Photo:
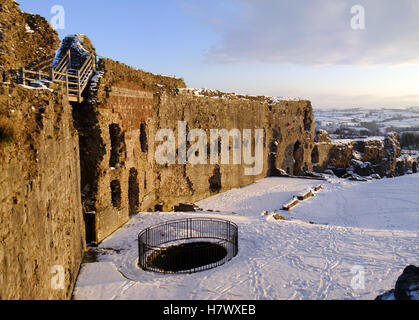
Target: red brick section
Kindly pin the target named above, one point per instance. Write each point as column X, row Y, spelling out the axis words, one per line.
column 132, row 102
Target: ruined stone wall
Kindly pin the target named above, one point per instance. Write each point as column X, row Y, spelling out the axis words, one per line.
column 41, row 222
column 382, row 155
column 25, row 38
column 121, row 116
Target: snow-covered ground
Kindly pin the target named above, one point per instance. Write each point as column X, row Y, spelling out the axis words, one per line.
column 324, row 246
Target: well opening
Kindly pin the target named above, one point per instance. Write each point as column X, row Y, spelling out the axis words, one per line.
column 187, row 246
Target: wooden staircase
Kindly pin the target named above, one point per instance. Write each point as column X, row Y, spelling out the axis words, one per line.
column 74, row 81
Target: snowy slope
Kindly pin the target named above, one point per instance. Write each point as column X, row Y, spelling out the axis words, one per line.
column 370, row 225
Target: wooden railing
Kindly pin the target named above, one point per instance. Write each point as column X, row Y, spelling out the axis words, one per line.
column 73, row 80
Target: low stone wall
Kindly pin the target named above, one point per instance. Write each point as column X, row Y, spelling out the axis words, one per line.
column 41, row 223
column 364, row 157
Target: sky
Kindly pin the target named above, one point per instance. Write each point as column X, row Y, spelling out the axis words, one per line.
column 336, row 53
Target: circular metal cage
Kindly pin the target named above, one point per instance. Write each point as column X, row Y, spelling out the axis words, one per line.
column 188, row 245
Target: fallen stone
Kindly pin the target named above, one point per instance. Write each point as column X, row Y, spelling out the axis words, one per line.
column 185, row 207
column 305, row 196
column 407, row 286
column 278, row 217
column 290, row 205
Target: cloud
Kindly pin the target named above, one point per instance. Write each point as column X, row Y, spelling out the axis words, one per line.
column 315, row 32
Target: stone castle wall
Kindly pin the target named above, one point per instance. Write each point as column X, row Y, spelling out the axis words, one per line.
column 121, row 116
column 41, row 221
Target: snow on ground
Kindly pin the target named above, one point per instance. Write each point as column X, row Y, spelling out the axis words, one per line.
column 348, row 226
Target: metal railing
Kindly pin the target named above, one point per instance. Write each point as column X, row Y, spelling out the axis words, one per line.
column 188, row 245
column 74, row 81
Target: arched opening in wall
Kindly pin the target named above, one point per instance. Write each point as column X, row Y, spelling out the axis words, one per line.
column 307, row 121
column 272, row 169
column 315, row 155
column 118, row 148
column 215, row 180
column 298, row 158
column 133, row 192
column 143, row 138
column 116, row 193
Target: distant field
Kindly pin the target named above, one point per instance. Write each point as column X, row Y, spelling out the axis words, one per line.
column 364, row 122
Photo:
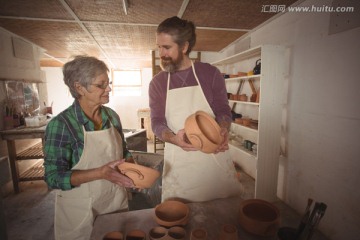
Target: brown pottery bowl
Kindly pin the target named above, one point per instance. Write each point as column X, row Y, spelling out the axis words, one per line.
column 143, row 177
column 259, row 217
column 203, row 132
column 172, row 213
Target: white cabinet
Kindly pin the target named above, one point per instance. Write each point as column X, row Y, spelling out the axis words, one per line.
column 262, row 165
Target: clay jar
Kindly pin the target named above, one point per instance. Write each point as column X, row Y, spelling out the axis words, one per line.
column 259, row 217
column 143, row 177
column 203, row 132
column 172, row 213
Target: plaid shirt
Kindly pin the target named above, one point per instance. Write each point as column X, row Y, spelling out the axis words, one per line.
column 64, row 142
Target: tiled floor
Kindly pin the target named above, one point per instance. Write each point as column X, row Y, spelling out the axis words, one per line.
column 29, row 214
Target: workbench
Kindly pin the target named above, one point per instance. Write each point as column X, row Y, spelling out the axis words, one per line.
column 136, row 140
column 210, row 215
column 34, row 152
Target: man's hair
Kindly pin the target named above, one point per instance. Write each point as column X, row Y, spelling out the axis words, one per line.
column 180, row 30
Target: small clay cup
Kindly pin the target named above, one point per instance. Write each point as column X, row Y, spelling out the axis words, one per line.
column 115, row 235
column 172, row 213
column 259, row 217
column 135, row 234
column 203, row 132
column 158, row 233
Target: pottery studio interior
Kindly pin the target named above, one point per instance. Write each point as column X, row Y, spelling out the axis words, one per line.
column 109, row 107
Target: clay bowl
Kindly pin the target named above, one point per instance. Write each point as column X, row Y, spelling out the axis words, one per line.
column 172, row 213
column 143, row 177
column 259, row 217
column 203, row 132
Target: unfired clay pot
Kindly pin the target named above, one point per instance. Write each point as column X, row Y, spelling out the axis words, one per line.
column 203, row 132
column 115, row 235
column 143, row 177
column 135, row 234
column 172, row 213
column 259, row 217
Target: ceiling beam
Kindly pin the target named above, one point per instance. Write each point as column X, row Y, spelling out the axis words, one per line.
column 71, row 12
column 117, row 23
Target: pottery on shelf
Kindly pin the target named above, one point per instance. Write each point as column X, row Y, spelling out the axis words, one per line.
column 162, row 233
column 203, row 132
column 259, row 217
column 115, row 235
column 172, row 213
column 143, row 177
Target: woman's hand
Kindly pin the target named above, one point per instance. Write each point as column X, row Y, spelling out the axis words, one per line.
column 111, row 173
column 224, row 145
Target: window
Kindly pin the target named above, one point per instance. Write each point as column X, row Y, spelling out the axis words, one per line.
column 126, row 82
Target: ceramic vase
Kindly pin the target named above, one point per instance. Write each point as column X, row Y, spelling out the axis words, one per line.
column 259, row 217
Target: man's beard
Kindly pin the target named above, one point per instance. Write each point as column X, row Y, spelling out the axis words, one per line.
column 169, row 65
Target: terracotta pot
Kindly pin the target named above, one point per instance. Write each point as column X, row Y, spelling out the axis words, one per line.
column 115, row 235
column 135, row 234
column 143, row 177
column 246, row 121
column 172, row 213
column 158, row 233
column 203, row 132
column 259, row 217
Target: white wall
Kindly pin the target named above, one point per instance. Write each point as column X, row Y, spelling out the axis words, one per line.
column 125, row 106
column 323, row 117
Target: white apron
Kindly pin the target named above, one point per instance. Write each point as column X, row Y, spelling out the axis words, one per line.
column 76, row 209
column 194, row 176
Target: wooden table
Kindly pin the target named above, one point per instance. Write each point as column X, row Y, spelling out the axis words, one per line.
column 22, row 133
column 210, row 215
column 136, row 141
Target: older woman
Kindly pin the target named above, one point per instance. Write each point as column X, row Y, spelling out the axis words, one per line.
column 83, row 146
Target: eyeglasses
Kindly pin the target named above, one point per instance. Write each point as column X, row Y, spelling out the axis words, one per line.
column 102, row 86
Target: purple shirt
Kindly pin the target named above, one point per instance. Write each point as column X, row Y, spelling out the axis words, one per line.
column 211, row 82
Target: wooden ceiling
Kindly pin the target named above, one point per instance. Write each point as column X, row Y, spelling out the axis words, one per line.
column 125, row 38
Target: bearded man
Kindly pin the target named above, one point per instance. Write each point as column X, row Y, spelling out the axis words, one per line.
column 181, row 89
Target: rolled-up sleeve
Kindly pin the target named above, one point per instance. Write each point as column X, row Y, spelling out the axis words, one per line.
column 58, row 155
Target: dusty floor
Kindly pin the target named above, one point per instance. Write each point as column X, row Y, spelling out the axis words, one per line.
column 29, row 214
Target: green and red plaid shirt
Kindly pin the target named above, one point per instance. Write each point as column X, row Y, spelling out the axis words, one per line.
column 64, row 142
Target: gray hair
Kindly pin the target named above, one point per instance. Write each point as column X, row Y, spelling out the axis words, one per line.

◆ TASK INSTRUCTIONS:
In the data above, please extract the lines from the first one through the line with "Target: ruined stone wall", exactly, and keep pictures out.

◆ TASK RESULT:
Photo:
Target: red brick section
Kindly pin the target named above, one point per instance. Write each point as column X, row Y, spelling out the axis words, one per line.
column 132, row 102
Target: ruined stone wall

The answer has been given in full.